### [Exercise]
Count the lines of the material below that contain the string "corner", treating uppercase and lowercase as different. Give only the number.

### [Stored records]

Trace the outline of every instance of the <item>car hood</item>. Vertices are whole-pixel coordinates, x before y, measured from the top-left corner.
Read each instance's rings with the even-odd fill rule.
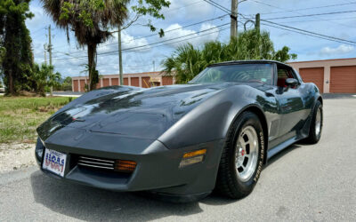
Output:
--
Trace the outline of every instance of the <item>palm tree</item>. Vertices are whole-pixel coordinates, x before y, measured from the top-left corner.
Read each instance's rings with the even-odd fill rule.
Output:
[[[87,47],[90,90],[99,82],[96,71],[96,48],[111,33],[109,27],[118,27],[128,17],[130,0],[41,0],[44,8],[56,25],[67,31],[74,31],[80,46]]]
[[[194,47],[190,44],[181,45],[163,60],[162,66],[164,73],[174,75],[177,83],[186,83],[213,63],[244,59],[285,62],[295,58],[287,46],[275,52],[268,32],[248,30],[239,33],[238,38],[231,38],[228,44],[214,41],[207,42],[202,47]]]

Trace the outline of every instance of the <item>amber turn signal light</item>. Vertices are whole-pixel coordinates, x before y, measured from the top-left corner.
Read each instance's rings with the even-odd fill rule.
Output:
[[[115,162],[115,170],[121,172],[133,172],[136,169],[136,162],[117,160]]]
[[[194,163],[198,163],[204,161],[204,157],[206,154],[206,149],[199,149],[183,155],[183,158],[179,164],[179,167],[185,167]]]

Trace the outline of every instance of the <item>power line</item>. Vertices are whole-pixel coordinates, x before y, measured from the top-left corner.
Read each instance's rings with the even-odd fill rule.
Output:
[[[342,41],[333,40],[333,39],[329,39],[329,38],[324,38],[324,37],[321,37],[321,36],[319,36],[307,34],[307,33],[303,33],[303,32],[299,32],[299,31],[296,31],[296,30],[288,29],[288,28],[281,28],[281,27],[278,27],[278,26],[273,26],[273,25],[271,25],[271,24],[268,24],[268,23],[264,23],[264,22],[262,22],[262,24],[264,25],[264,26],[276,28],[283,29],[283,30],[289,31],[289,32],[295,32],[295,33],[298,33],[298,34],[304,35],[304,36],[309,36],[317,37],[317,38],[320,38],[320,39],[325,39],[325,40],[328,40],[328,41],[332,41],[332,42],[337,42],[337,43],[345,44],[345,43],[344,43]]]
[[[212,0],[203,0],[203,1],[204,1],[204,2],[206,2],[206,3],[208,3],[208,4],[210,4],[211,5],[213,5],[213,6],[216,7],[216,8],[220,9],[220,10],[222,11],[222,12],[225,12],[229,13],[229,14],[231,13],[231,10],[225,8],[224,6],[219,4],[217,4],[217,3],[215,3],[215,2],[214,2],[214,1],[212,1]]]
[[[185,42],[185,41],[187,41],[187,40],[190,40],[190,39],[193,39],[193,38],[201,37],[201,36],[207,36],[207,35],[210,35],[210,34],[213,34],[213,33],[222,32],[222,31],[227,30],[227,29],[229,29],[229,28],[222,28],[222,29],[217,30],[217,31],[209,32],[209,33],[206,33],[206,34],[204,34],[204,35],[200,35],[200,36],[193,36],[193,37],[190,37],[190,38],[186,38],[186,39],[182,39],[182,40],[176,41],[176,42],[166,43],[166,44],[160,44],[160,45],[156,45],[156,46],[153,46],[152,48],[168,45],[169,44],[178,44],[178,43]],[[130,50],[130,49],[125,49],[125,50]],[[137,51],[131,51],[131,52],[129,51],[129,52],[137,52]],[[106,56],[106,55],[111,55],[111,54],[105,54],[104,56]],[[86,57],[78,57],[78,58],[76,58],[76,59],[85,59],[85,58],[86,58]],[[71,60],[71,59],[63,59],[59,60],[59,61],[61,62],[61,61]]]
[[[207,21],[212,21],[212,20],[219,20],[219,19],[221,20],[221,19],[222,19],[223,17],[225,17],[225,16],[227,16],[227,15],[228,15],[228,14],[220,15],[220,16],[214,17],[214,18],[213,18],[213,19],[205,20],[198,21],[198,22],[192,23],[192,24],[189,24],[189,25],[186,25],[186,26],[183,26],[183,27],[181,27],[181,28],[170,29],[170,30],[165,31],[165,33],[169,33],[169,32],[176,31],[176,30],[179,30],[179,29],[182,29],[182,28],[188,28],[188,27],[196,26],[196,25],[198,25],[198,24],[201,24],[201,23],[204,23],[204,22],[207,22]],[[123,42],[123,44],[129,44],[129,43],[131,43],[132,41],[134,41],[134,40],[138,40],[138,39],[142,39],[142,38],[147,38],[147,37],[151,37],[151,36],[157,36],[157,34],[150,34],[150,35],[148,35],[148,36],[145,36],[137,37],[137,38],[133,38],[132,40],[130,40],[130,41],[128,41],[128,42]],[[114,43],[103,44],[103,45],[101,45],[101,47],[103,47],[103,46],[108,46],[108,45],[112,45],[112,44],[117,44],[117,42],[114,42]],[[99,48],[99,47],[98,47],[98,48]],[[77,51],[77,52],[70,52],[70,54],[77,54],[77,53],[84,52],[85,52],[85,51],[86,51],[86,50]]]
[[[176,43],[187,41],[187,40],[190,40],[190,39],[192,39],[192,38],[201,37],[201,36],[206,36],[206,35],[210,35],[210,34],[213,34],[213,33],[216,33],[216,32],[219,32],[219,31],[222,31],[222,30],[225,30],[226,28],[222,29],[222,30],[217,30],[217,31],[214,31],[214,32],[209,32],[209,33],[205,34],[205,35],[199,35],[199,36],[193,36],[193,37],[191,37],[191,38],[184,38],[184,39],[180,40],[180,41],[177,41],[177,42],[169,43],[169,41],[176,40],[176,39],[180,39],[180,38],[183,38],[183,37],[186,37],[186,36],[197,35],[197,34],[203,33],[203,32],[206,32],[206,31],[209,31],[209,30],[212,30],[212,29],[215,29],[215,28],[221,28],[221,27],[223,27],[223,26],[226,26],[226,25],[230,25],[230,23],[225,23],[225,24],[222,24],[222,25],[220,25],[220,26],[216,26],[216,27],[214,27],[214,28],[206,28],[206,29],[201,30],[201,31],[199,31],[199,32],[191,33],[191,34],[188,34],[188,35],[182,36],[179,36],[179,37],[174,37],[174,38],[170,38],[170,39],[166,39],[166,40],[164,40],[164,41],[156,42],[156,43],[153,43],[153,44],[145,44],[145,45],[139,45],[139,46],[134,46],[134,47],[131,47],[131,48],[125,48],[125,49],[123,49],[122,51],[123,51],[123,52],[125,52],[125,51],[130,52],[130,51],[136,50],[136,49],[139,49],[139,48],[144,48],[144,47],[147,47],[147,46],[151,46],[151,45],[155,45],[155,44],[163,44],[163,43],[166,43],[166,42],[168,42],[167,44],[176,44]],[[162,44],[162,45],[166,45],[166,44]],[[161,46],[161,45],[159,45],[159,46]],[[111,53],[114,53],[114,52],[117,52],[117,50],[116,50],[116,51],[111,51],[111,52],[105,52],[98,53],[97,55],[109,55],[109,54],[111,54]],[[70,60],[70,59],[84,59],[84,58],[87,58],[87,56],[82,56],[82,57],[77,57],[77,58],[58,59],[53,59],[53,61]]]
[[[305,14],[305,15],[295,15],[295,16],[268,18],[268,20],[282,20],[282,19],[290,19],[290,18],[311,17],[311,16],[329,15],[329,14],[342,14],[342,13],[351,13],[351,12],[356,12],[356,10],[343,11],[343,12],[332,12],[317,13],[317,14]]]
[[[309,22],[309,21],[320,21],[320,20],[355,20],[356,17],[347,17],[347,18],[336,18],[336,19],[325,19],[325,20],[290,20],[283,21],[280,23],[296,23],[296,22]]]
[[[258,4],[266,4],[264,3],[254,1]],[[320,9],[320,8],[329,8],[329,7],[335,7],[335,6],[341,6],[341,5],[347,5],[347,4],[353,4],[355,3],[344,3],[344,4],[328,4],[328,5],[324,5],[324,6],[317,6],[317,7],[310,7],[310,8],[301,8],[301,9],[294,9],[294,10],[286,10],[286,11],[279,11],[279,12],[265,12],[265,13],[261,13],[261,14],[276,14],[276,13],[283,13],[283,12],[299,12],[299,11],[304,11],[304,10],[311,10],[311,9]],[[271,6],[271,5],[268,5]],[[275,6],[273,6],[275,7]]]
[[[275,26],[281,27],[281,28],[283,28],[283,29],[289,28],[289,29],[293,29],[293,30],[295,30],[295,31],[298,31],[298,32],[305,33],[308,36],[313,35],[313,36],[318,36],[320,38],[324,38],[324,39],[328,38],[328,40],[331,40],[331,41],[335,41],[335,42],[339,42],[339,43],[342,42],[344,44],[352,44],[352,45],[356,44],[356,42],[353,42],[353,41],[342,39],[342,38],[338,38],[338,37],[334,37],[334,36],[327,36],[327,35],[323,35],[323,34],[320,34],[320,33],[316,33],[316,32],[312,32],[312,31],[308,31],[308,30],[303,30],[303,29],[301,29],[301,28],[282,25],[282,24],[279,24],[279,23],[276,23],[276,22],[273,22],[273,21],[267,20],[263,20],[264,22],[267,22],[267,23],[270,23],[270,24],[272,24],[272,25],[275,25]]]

### [Output below]
4